— Provided passage —
The coincidence of mounting woes in France and Germany spells crisis for the European Union. With Paris and Berlin distracted by domestic troubles, Brussels, capital of the EU, is forced into the background. Over recent months, the Franco-German leadership of the Union has shown cracks in its alliance of the past 50 years. It is now greatly weakened, distracted by the need for internal unity in order to attend to homegrown disasters. Any genuinely effective, ongoing leadership of the EU—as it contemplates how to handle its next rash of aspiring new member nations and how to handle mounting public resistance to is massive regulatory powers—is hugely lacking.
On the surface, it appears the whole EU project is on the verge of falling apart. But this will simply not happen. It will be Germany—not France—who ultimately sees to it that the project is saved.
The German National Socialist leaders who went underground to try one more time for a pan-European Union—as once prevailed under the Habsburgs, as later attempted by Kaiser Wilhelm, and in most recent history by Adolf Hitler with his Nazi henchmen—have passed the baton to another generation. These are the suited men of Brussels and Berlin, backed by the same old corporatist families of German industry that bankrolled the previous attempt for German world rule. The careful, steady, deliberate takeover of Europe and beyond with a succession of treaties, alliances, protocols and regulations designed to subsume the national sovereignty of European nations within a great federal European Union under Teutonic leadership—this is an ideal that will not be easily sacrificed by its visionaries. The dream of such as Otto von Habsburg and Franz Joseph Strauss continues its evolution.
That which is currently lacking—a prime need that is patently obvious for all to see among France’s and Germany’s present woes—is a strength of political will and timely leadership to pull off the final phase of the grand European design.
European politics are about to take a sudden turn to the right. History shows that times of extreme crisis supply fertile ground for the rise of populist demagogues promoted as saviors of their nations.
Overriding all the present woes of France and Germany, indeed all nations of Europe, is a growing tide of Islamic religious fanaticism sweeping up from the south. It’s a steady migratory invasion that even now knocks at the very doors of Rome, Paris and Berlin. Just count the mosques in those cities!
Pope John Paul ii, recognizing the great risk this southern onslaught was having on a Europe adrift from its traditional Roman Catholic moral underpinnings, cried out to Europe to find its historical roots. Those roots stem from the religion of Rome.

— Short exercise a —
In the passage on the EU's crisis, which country does the writer say will ultimately see to it that the European project is saved?

— The data —
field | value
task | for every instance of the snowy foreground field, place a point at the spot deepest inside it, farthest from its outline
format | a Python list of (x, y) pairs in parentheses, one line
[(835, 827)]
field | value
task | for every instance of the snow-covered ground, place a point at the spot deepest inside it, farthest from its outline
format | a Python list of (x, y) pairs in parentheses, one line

— Short exercise b —
Print the full listing above again, line for line, with no changes.

— Written answer a —
Germany, not France.

— Written answer b —
field | value
task | for every instance of the snowy foreground field, place a point at the spot deepest inside it, farthest from its outline
format | a Python list of (x, y) pairs in parentheses, one line
[(835, 827)]
field | value
task | for every instance of the snow-covered ground, place a point at the spot deepest inside it, farthest from its outline
format | a Python list of (x, y) pairs in parentheses, one line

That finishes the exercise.